**文書の抜粋:**
* * * * * * * * *
In [2]:
%pip install --upgrade -q pip jax jaxlib
%pip install --upgrade -q git+https://github.com/google/flax.git

Note: you may need to restart the kernel to use updated packages.
Note: you may need to restart the kernel to use updated packages.


In [3]:
import jax
from typing import Any, Callable, Sequence
from jax import random, numpy as jnp
import flax
from flax import linen as nn

## 全結合層

- **Implementation by Flax** : `flax.linen.Dense`
- 「Fead Forward層」、「Prediction層」などと別の名称で呼称されることが多い

### `base`

- 1次元入力に対する全結合層
- $ p[j] = \sum^i n[i] \times w[i, j] + b[j] $
  - $ p $ : 出力
  - $ n $ : 入力
  - $ w $ : 重みパラメータ(入力次元×出力次元)
  - $ b $ : バイアスパラメータ(出力次元)

In [4]:
class Base(nn.Module):
    features: int
    bias_init: Callable = nn.initializers.zeros_init()
    weight_init: Callable = nn.initializers.normal()

    @nn.compact
    def __call__(self, inputs: jax.typing.ArrayLike):
        x = inputs
        weight = self.param('weight',
                            self.weight_init,
                            (inputs.shape[-1], self.features))
        y = jnp.dot(x, weight)
        bias = self.param('bias', self.bias_init, (self.features,))
        y = y + bias
        return y

### `Conv1D`

- ２次元ベクトルデータへの畳み込み層
- カーネルサイズが1であるため、全結合層と同様に求めることができる
- $ p[j] = \sum^i n[i] \times w[i, j] + b[j] $
  - $ p $ : 出力
  - $ n $ : 入力
  - $ w $ : 重みパラメータ(入力次元×出力次元)
  - $ b $ : バイアスパラメータ(出力次元)

In [10]:
class Conv1D(nn.Module):
    features: int
    bias_init: Callable = nn.initializers.zeros_init()
    weight_init: Callable = nn.initializers.normal()

    @nn.compact
    def __call__(self, inputs: jax.typing.ArrayLike):
        x = inputs
        weight = self.param('weight',
                            self.weight_init,
                            (1, x.shape[-1], self.features))
        batch_size = x.shape[0]
        x_channel = x.shape[-1]

        # カーネルサイズに畳み込み
        x = jnp.reshape(x, (-1, batch_size))
        weight = jnp.reshape(weight, (-1, x_channel))

        y = jnp.dot(x, weight)
        bias = self.param('bias', self.bias_init, (self.features,))
        y = y + bias

        # カーネルを展開
        y = jnp.reshape(y, (batch_size, x.shape[1], self.features))
        return y

## Normalization層

- **Implementaion by Flax** : `flax.linen.LayerNorm`
- $ h_i = f\left(\frac{g_i}{\sigma_i}\left(a_i-\mu_i\right)+b_i \right) $
  - $ \sigma $ : 二乗誤差の平方根
  - $ \mu $ : 平均値
  - $ g $ : 重みパラメータ
  - $ b $ : バイアスパラメータ

In [None]:
class Normalization(nn.Module):
    axis: int = -1
    epsilon: float = 1e-5
    weight_init: Callable = nn.initializers.ones()
    bias_init: Callable = nn.initializers.zeros()

    @nn.compact
    def __call__(self, input):
        x = input
        # 平均値と二乗誤差
        mean = jnp.mean(x, axis=self.axis, keepdims=True)
        squared_error = jnp.mean(jnp.square(x-mean), axis=self.axis, keepdims=True)
        # 二乗誤差の平方根
        y = (x - mean) * jax.lax.rsqrt(squared_error + self.epsilon)
        weight = self.param('weight', self.weight_init, (input.shape[-1],))
        bias = self.param('bias', self.bias_init, (input.shape[-1]))
        y = y * weight + bias
        return y
* * * * * * * * *
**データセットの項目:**

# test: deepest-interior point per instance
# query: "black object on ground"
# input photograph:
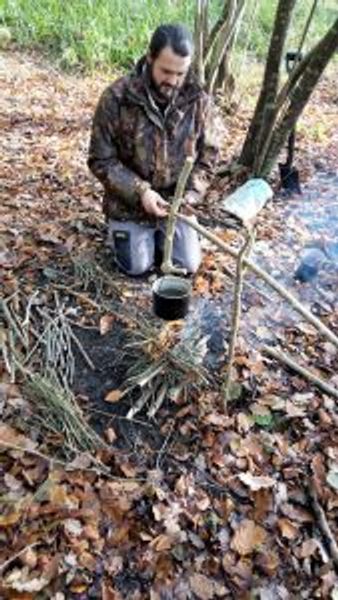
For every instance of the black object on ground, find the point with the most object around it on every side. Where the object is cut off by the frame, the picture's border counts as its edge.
(171, 297)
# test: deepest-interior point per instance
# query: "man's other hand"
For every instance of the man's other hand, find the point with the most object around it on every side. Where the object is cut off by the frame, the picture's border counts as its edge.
(154, 204)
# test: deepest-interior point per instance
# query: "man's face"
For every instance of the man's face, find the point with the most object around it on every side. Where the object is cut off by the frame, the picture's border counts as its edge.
(169, 71)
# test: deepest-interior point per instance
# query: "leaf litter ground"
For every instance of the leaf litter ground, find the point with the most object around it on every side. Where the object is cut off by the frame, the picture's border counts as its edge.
(197, 504)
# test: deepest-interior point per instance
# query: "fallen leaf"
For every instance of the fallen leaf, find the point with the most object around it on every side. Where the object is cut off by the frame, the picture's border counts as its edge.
(288, 529)
(106, 323)
(202, 586)
(114, 396)
(162, 542)
(19, 581)
(248, 537)
(307, 549)
(256, 483)
(73, 527)
(10, 519)
(110, 435)
(332, 477)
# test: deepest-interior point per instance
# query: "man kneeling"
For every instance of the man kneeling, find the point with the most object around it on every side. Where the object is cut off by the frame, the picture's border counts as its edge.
(144, 127)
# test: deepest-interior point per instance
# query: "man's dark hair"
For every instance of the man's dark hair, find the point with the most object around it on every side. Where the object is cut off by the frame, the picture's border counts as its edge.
(177, 37)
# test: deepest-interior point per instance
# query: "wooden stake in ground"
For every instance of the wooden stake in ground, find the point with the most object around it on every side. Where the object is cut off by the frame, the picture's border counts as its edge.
(280, 289)
(236, 314)
(167, 265)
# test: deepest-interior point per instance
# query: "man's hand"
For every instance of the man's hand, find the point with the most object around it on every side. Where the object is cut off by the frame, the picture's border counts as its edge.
(191, 198)
(154, 204)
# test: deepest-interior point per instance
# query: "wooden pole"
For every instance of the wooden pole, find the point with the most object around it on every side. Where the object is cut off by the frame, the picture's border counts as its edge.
(167, 265)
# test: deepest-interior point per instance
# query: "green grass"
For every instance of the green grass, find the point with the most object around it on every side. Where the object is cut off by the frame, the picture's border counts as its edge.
(105, 33)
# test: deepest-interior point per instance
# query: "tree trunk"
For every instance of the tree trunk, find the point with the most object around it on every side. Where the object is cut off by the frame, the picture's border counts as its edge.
(317, 61)
(266, 102)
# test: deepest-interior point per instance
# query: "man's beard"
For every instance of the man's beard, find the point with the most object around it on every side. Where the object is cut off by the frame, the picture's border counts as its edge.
(164, 93)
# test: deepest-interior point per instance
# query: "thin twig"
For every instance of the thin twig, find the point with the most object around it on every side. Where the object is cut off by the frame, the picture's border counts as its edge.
(236, 315)
(280, 289)
(292, 364)
(323, 524)
(82, 351)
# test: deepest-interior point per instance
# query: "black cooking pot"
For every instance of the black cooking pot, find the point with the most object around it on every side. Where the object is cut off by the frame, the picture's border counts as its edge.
(171, 297)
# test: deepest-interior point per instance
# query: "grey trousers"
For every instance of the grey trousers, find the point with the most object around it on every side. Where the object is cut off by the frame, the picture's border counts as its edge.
(133, 246)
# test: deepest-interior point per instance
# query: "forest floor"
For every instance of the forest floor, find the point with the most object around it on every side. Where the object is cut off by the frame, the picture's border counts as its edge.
(196, 503)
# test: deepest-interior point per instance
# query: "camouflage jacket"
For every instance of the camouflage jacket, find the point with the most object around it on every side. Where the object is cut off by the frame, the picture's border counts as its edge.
(134, 145)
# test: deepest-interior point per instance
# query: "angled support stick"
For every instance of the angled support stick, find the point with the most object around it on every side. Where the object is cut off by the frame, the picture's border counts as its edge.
(273, 283)
(167, 264)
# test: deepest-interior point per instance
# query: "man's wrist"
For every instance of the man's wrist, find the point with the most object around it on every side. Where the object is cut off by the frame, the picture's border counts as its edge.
(192, 197)
(142, 187)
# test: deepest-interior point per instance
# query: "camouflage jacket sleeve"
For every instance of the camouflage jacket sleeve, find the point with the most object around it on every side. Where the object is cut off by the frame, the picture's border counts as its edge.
(207, 150)
(103, 158)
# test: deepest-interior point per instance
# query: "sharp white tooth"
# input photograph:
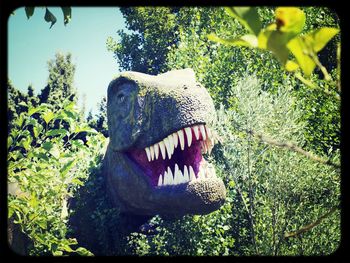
* * * * * * * * *
上にあるFlaxのレイヤー実装の文書から、「bias_init: Callable = nn.initializers.zeros()」で始まり「self.param('weight', self.weight_init, (input.shape[-1],))」で終わる部分を一字も変えずに書き写してもらえますか。

bias_init: Callable = nn.initializers.zeros()

    @nn.compact
    def __call__(self, input):
        x = input
        # 平均値と二乗誤差
        mean = jnp.mean(x, axis=self.axis, keepdims=True)
        squared_error = jnp.mean(jnp.square(x-mean), axis=self.axis, keepdims=True)
        # 二乗誤差の平方根
        y = (x - mean) * jax.lax.rsqrt(squared_error + self.epsilon)
        weight = self.param('weight', self.weight_init, (input.shape[-1],))